Repeat the material exactly, every line of it.
·····
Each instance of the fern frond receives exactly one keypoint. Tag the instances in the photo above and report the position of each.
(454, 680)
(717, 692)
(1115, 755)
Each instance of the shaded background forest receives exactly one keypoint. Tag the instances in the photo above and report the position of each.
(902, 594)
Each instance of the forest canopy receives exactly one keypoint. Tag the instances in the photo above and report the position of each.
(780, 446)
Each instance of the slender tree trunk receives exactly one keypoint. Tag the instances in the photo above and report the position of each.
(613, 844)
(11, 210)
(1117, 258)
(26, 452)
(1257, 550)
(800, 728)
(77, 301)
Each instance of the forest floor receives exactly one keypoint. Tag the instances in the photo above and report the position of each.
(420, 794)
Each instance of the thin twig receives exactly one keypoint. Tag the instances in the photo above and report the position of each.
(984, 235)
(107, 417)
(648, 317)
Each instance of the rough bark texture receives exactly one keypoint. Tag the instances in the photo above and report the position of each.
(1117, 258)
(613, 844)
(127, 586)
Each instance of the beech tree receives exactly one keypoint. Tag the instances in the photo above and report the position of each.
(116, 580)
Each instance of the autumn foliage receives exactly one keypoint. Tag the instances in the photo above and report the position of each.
·····
Solution:
Each instance of the fern frond receives exactly one keypoint. Tag the instances in the photo above and report the position of each.
(454, 680)
(717, 692)
(1115, 755)
Each instance of the shaded background forest receives exactly one keypoint. Tag the instances in the photo above and report the position of each.
(902, 594)
Each instance of the forest canopy receives exactly one keypoint. Tag the instances in the photo above and report the position of each.
(780, 446)
Each instance of the slender tree trunk receives exactly one keypoint. Tag the instances in the photo above and report the position of each.
(613, 844)
(11, 210)
(1117, 258)
(26, 452)
(1257, 550)
(800, 728)
(77, 301)
Each instance of the forest floor receives exactly one keypoint. Tag the instances in the photo above and report the position of each.
(420, 794)
Each instance of the thin twig receives exactly one keypoint. Tag the instances in the photo above and report the position of each.
(984, 235)
(107, 417)
(648, 317)
Each instance of the rough bark texture receives exactly one keypoint. Tag the instances in the photo above and report the position of each.
(1117, 258)
(613, 844)
(127, 586)
Each instance of the beech tree receives exactly one keypoint. Tag the instances in the photo above and report the position of each.
(116, 580)
Each instance of the autumn foliage receives exactly one keypoint. Tag the instances in the photo above and report the position of each.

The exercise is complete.